Copy every one of the following items word for word, with nothing changed.

......

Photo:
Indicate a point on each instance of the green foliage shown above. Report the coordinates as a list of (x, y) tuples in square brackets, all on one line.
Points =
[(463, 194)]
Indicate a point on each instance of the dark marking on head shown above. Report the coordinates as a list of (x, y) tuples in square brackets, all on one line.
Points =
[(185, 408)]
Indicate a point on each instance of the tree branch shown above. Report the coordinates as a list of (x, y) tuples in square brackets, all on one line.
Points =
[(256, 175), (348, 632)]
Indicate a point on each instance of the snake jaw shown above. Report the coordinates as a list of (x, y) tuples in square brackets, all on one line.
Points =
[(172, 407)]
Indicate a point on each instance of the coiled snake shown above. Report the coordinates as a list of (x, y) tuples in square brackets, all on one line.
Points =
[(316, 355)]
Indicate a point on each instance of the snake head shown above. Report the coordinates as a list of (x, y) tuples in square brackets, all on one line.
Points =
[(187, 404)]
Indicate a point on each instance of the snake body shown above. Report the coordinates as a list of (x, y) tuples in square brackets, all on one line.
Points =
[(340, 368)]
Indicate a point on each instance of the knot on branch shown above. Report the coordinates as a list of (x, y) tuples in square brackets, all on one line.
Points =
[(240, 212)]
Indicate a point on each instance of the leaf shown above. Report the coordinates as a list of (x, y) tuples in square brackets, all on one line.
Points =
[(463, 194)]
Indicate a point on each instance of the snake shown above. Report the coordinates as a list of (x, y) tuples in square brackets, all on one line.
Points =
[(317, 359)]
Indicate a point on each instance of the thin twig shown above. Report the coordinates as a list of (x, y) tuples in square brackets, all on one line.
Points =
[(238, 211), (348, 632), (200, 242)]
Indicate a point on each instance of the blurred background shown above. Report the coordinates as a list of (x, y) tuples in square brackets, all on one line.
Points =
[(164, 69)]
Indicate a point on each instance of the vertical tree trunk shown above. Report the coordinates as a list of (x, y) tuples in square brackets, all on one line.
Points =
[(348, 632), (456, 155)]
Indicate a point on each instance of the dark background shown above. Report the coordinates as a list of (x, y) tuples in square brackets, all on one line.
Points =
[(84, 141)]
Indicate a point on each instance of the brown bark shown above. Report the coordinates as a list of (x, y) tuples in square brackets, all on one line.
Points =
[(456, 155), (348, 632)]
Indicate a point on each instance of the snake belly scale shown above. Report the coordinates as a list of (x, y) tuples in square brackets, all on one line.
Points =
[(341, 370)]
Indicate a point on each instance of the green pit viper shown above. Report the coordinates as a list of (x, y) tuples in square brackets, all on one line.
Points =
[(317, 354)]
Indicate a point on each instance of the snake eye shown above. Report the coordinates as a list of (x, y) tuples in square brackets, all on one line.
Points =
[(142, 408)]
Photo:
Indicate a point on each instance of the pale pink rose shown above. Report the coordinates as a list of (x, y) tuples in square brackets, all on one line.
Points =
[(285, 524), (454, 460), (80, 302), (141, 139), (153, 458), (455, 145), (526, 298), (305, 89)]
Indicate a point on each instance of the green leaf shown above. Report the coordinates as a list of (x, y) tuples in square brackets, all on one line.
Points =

......

Solution for this task:
Photo:
Indicate a point on each instance of the green foliage shown above. Report the coordinates as a list of (x, y) tuples in square brackets, all on one line.
Points =
[(463, 194)]
Indicate a point on each instance of the dark marking on head shown above. Report the coordinates as a list of (x, y) tuples in square brackets, all on one line.
Points =
[(185, 408)]
Indicate a point on each instance of the tree branch shown above. Report the coordinates as a list of (x, y) tuples in square brackets, all on one line.
Points =
[(256, 175), (348, 632)]
Indicate a point on each instance of the snake jaw shown above. Report the coordinates as a list of (x, y) tuples in square brackets, all on one line.
Points =
[(172, 407)]
Indicate a point on each instance of the coiled snake shown above. Report the coordinates as a list of (x, y) tuples in square brackets, all on one line.
Points =
[(316, 355)]
Indicate a point on each instance of the snake head shown above. Report the coordinates as a list of (x, y) tuples in square brackets, all on one line.
Points =
[(187, 404)]
Indicate a point on each instance of the snake body shown above. Report the coordinates as a list of (x, y) tuples in square brackets, all on one line.
Points =
[(340, 368)]
Indicate a point on each instance of the knot on branch shown above. Report the coordinates as a list of (x, y) tuples in square brackets, all on one line.
Points =
[(240, 212)]
Indicate a point on each instance of the leaf shown above. Report the coordinates as a list of (x, y) tuples in square brackets, all on one line.
Points =
[(463, 194)]
Indicate a point on each instance of the snake shown above. Report the coordinates as a list of (x, y) tuples in square brackets, all on one line.
Points =
[(317, 359)]
Indicate a point on each instance of the thin twig shown above. Report the coordinates as a list of (x, y) tuples in square brackets, all on one line.
Points =
[(238, 211), (348, 632), (200, 242)]
Indicate a point on each instance of the blurred background shown above. Report the coordinates as a list of (x, y) tuples in square brackets, all on one line.
Points =
[(164, 69)]
Indicate a point on each instance of the vertical tree trunk shown above. Report the coordinates as a list of (x, y) tuples in square brackets, all on one line.
Points =
[(348, 632), (456, 155)]
Indicate a point on each instance of the dark background shown above. Report the coordinates as a list of (x, y) tuples in square brackets, all on one line.
Points =
[(84, 141)]
Indicate a point on each instance of the brown bark shown above. Report the coordinates as a list of (x, y) tuples in square brackets, all on one line.
Points =
[(456, 155), (348, 632)]
Indicate a point on each instance of the snake belly scale shown above. Report the coordinates as a list of (x, y) tuples in square brackets, all on one line.
Points =
[(341, 370)]
Indicate a point on each instance of the green pit viper shown above. Report the coordinates as a list of (x, y) tuples in square brackets, all on one line.
Points =
[(317, 354)]
Indicate a point on each instance of the snake eye shown above. Report the coordinates as a list of (x, y) tuples in square brackets, all on one line.
Points =
[(142, 408)]
Photo:
Indicate a point on each instance of the pale pink rose shown above. Report the coordinates as a list of (x, y) tuples in square brackets, all on one line.
Points =
[(285, 524), (454, 460), (80, 302), (141, 139), (153, 458), (455, 145), (526, 298), (305, 89)]
Indicate a point on each instance of the green leaf shown above. Report the coordinates as a list of (x, y) tuples in square brackets, all on one line.
Points =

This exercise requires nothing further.